__WHAT IS REQUIRED__: Can you restate the records below word for word?

Records from a collection
#####

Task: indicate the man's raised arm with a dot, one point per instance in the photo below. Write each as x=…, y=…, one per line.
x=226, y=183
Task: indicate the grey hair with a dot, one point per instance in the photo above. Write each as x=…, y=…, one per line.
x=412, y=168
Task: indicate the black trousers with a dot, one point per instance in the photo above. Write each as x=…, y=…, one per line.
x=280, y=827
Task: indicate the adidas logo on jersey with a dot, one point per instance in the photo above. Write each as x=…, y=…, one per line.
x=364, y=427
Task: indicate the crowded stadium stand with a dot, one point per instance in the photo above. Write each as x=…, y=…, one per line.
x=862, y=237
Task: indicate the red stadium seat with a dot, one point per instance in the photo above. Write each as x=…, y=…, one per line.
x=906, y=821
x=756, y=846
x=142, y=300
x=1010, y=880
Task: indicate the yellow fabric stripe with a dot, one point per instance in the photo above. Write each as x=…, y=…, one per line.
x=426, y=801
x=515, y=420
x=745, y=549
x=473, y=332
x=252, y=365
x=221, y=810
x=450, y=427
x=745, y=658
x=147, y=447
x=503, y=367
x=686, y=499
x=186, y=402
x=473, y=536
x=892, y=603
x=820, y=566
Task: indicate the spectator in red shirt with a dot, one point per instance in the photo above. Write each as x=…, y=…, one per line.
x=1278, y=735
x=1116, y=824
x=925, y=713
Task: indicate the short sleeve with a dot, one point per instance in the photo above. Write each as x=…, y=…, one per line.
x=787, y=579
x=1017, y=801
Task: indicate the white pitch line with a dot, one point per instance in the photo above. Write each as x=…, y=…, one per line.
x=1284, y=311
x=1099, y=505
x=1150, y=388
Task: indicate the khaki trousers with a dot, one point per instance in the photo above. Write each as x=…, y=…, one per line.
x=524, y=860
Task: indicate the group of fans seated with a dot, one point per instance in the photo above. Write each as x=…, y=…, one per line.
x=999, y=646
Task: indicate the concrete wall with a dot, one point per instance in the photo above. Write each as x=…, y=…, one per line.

#####

__WRITTEN REPLY__:
Task: indicate the man's raised arm with a dot, one point per instance in the photo below. Write each as x=…, y=…, one per line.
x=226, y=183
Task: indicate the grey hair with a dot, one point per instance in the photo above. Write each as x=…, y=…, one per line.
x=412, y=168
Task: indicate the black trousers with a dot, one point per instance in the photo above. Write each as x=…, y=…, one per line.
x=280, y=827
Task: indicate the adidas logo on jersey with a dot, one point per instance in the photo above. Write each as x=…, y=…, one per line.
x=364, y=427
Task: indicate the crowded stadium stand with a dot, one point per instance in the photo above. Write each as x=…, y=…, one per line.
x=862, y=237
Task: indicate the red stadium seat with a dot, one point per instance in the photo above. Write each as x=…, y=…, one per line.
x=906, y=821
x=756, y=846
x=142, y=300
x=1010, y=880
Task: indicate the yellow fabric stripe with a dot, one point per instance in the photo above. Write each as x=…, y=…, one per line.
x=426, y=801
x=515, y=420
x=745, y=549
x=473, y=332
x=252, y=365
x=221, y=810
x=450, y=427
x=745, y=658
x=147, y=447
x=503, y=367
x=686, y=499
x=186, y=402
x=473, y=536
x=892, y=603
x=820, y=566
Task: indicate the spectator in red shirt with a dot, one point per instance in the photo above. Write each as x=…, y=…, one per line.
x=1278, y=735
x=1116, y=824
x=925, y=713
Task: indicate the short sleeve with a dot, one point per instance in the photo above. Write each as x=…, y=…, one per line.
x=787, y=579
x=1017, y=801
Task: indicate the white pitch line with a dot, one point per instance in the photo above. Write each as x=…, y=…, one per line.
x=1284, y=311
x=1099, y=505
x=1150, y=388
Task: indicate the khaki trousers with a dot, one point per instance in the photo above. Write each as x=…, y=…, one per line.
x=524, y=860
Task: indicate the group of fans seated with a dot, one point per instance in the photo above. Write each as x=…, y=…, one per line.
x=999, y=646
Task: indicate the concrete wall with a dot, one point per instance in the photo above. Write each as x=…, y=…, one per line.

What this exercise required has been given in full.